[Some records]
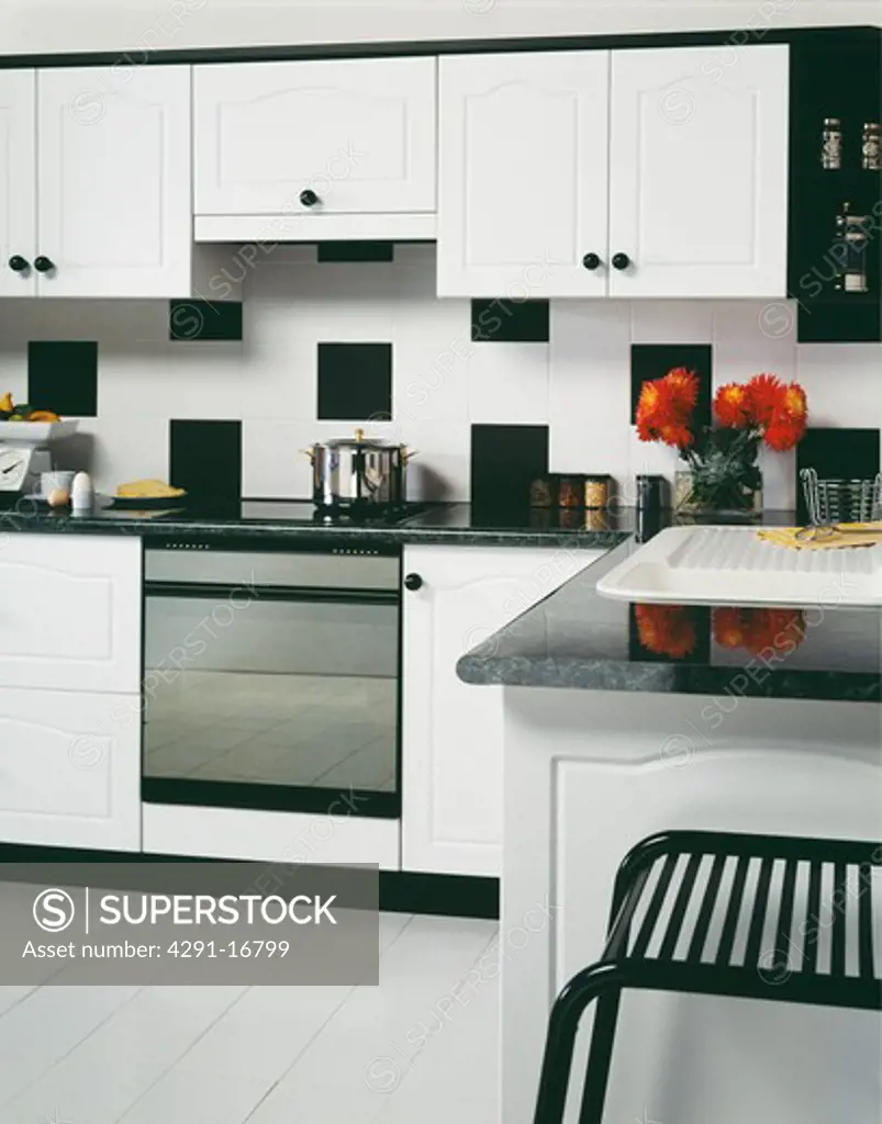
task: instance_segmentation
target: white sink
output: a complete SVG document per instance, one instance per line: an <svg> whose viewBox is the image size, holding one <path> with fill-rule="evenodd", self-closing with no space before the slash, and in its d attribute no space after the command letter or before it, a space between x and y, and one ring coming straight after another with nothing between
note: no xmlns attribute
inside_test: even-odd
<svg viewBox="0 0 882 1124"><path fill-rule="evenodd" d="M628 601L882 607L882 545L796 551L756 527L668 527L597 582Z"/></svg>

TASK OBJECTIVE >>
Lay out the lines of the entries above as a JSON list of strings, one string per line, with blank lines dropped. Leave the pictures out.

TASK RESULT >>
[
  "task: instance_segmentation",
  "target: white sink",
  "output: a complete SVG document per instance, one instance per line: an <svg> whose viewBox is the image size, holding one <path> with fill-rule=\"evenodd\", self-closing with no space before the slash, and in its d attribute no space after the command letter or before it, a space between x and y, and one ring coming straight after another with nothing between",
  "note: no xmlns attribute",
  "inside_test: even-odd",
  "<svg viewBox=\"0 0 882 1124\"><path fill-rule=\"evenodd\" d=\"M628 601L882 607L882 545L796 551L756 527L668 527L597 582Z\"/></svg>"
]